Extrait du document
══════════

Je ne suis pas inquiète, tout va bien se passer
Par Alice, jeudi 8 mars 2018 à 22:47 :: 2018
Je n'ai pas fini mon grec, je n'ai pas osé me lever trop tôt pour ce faire de peur de m'endormir au volant dans la journée.
Je dépose O. à la gare, récupère Kamel à Versailles Chantier (une heure et demie pour faire trente kilomètre ; je suis passée devant les parc du château de Sceaux, il faudra le visiter un jour. Larges pans de friches aux abords de Fresne), nous partons pour P***.

══════════

Vos consignes
Poursuivez le billet de journal du 8 mars 2018 ci-dessus après sa dernière phrase.

══════════

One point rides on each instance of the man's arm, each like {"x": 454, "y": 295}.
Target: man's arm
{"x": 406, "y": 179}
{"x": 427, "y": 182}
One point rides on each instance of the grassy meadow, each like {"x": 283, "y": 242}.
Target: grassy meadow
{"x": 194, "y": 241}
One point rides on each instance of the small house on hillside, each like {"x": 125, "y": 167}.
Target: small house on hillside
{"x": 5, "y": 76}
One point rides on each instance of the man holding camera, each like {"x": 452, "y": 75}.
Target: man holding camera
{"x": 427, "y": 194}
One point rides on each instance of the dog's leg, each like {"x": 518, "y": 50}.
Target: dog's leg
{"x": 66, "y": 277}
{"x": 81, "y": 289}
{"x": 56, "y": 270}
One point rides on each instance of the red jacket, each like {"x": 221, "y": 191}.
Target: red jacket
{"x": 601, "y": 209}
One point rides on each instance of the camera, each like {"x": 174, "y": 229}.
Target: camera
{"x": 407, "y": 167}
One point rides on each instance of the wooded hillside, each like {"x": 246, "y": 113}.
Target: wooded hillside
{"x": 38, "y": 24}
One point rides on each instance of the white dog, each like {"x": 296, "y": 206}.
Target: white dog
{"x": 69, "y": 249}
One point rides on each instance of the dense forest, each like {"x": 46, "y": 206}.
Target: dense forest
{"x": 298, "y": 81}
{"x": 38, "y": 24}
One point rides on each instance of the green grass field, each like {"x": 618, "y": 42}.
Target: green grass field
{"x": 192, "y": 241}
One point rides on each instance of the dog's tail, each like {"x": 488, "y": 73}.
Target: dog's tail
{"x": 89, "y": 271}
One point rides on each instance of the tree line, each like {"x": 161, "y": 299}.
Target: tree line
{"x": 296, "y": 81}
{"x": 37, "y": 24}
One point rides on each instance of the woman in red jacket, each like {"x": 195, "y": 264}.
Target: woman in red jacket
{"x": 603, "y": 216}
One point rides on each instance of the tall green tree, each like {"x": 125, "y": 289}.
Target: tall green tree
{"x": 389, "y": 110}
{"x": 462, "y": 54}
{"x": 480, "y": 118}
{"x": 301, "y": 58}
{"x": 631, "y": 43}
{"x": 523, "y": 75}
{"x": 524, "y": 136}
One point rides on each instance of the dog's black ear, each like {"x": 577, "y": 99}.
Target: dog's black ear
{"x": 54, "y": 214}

══════════

Résultat obtenu
Impossible d'avoir du réseau, Waze en carafe, pas de carte routière dans la voiture (erreur) : « On va faire ça à peu près : commençons par Chartres. » Il fait gris, froid (six degrés : je surveille la température pour décapoter si possible). Quand j'ai envoyé mardi un mail à mes camarades de classe pour leur dire que j'allais à l'enterrement, j'ai proposé trois places. Le seul qui m'a répondu est Kamel, qui a abandonné les cours il y a deux ans mais que nous voyons encore (il faisait partie des buveurs du soir, au café, du temps où les cours étaient à huit heures trente. A. aussi. Aucun des autres, apparemment, n'a pu se libérer). Cela confirme ma conviction : les enterrements sont le seul événement familial où nous ne sommes pas invités — nous sommes prévenus. Ceux qui se sentent concernés viennent.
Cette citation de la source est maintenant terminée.